═════ TASK DATA ═════

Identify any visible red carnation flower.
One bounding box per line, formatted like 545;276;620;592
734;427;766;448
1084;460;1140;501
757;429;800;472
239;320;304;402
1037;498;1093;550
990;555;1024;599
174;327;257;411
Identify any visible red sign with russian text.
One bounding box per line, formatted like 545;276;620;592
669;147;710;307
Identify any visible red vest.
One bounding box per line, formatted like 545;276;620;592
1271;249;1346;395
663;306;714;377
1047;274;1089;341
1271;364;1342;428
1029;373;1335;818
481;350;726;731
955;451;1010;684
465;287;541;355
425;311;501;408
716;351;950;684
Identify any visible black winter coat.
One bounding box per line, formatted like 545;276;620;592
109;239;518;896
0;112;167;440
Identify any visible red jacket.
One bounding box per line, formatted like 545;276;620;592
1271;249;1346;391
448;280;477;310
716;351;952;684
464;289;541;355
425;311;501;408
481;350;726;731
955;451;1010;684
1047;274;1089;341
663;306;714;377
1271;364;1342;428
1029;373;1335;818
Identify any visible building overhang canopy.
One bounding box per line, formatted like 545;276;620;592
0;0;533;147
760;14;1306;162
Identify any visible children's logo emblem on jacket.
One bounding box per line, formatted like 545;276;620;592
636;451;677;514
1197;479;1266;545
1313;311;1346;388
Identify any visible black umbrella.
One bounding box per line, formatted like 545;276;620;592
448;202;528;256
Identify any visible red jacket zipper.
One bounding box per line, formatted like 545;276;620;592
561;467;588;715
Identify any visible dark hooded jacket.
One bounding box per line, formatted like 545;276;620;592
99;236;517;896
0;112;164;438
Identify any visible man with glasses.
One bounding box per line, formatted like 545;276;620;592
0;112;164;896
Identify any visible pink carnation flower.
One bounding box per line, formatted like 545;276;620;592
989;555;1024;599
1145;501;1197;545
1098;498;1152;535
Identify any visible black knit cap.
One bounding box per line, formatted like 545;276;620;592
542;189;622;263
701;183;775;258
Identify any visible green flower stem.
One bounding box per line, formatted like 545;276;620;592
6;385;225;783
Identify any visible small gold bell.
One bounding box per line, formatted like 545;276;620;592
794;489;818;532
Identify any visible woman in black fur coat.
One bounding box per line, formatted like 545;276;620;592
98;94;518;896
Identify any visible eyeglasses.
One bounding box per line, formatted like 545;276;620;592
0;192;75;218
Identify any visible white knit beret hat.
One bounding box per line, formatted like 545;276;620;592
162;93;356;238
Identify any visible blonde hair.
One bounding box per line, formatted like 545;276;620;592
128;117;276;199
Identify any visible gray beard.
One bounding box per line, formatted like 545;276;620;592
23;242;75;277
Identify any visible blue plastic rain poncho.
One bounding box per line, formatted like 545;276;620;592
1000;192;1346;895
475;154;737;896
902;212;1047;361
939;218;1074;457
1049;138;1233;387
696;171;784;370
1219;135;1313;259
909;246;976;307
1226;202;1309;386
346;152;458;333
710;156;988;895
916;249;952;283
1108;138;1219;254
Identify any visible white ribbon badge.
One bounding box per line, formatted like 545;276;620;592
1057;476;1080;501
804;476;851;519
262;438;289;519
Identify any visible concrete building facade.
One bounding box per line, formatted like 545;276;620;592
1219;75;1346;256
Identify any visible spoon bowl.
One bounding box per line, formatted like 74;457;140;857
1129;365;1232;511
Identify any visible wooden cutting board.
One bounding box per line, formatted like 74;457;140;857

═════

EXERCISE REQUIREMENTS> Reproduce the material between the lines holding "Identify any visible red jacket zipper." and "794;489;818;532", inclusive, substituting "rose" for "carnation" and leaving everything else unchanged.

EXERCISE SOLUTION>
Identify any visible red jacket zipper.
One bounding box per line, formatted like 545;276;620;592
561;467;588;715
Identify any visible dark hooded jacket.
One bounding box per line, formatted like 545;276;620;592
99;236;517;896
0;112;164;438
Identify any visible man with glasses.
One bounding box per line, formatted like 545;276;620;592
0;112;164;896
Identify any visible pink rose flower.
One bounding box per line, formatted like 545;276;620;592
989;555;1024;599
1145;501;1197;545
1098;498;1152;535
Identify any visible black knit cap.
One bounding box per line, formatted like 545;276;620;592
542;189;622;263
701;183;775;258
Identify any visible green flower stem.
One bounding box per line, formatted like 545;276;620;592
6;385;225;783
Identify any visible small gold bell.
One bounding box per line, formatted like 545;276;620;592
794;489;818;532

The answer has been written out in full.